Record set START

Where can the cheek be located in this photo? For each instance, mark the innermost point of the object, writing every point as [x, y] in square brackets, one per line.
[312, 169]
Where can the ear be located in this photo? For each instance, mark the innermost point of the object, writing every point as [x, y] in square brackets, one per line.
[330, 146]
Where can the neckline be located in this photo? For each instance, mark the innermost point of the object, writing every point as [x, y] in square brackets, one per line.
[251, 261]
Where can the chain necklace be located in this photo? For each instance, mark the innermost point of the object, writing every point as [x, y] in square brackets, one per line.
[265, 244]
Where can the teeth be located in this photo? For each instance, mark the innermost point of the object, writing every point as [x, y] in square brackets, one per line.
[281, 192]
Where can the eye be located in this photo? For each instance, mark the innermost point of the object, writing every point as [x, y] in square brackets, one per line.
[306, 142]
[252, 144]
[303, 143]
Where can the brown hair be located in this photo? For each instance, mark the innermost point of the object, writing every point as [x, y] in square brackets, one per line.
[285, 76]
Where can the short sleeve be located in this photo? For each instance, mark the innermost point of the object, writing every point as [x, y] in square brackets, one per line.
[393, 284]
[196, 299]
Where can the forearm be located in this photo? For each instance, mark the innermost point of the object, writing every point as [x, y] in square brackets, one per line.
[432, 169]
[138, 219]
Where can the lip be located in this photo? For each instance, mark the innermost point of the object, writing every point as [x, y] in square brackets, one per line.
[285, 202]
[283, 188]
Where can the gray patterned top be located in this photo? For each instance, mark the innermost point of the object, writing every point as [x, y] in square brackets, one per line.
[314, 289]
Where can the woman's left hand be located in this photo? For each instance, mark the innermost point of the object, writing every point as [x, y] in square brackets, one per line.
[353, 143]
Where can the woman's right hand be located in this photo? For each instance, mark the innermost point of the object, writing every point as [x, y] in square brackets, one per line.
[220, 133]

Record set END

- [Your assignment]:
Transcribe every record above exactly.

- [Exercise result]:
Where can the cheek be located in this photo? For each instance, mark the innermost point of the object, writing every point as [x, y] in square brackets, one per line.
[312, 169]
Where can the ear be located in this photo? For each instance, mark the innermost point of the object, writing every point as [x, y] in square brackets, one per line.
[330, 146]
Where can the neckline be located in this photo? For each instance, mark the innermost point of the object, writing every point as [x, y] in square brackets, one per line.
[251, 261]
Where can the chain necklace be located in this photo? For each instance, mark the innermost point of the object, writing every point as [x, y] in square brackets, one per line.
[265, 244]
Where can the teeth be located in this photo? For each instance, mark the innermost point of the object, writing every point as [x, y] in square brackets, one per line.
[281, 192]
Where can the eye be located in this photo? For each instance, mark the innermost point of the object, writing every point as [x, y] in square brackets, one per line.
[306, 142]
[252, 144]
[303, 143]
Where can the brown hair be located in this photo? For each instance, mark the innermost point of the object, writing every point as [x, y] in square brackets, one per line.
[285, 76]
Where can the short sleeve be located in this photo? For each instance, mark the innermost point of the object, writing every point as [x, y] in square brackets, one per line.
[393, 284]
[196, 299]
Where can the forearm be located in this photo? For each instance, mark the innermost point of the object, writing every point as [x, y] in square brackets, one per line.
[432, 169]
[138, 219]
Where can the lip be located in this photo? For each instance, mark the innermost point of the object, writing every point as [x, y] in square brackets, one per line.
[285, 202]
[283, 188]
Where can the gray patterned top be located in this photo? For each instance, mark the innermost point of the object, writing every point as [x, y] in square brackets, one per line.
[314, 289]
Where can the woman's left hand be located in this photo? For each instance, mark the innermost point of the object, writing every point as [x, y] in square brackets, one per line.
[353, 143]
Where can the woman's right hand be located in this photo? For each instance, mark the innermost point of the object, writing every point as [x, y] in square brackets, one per line.
[220, 133]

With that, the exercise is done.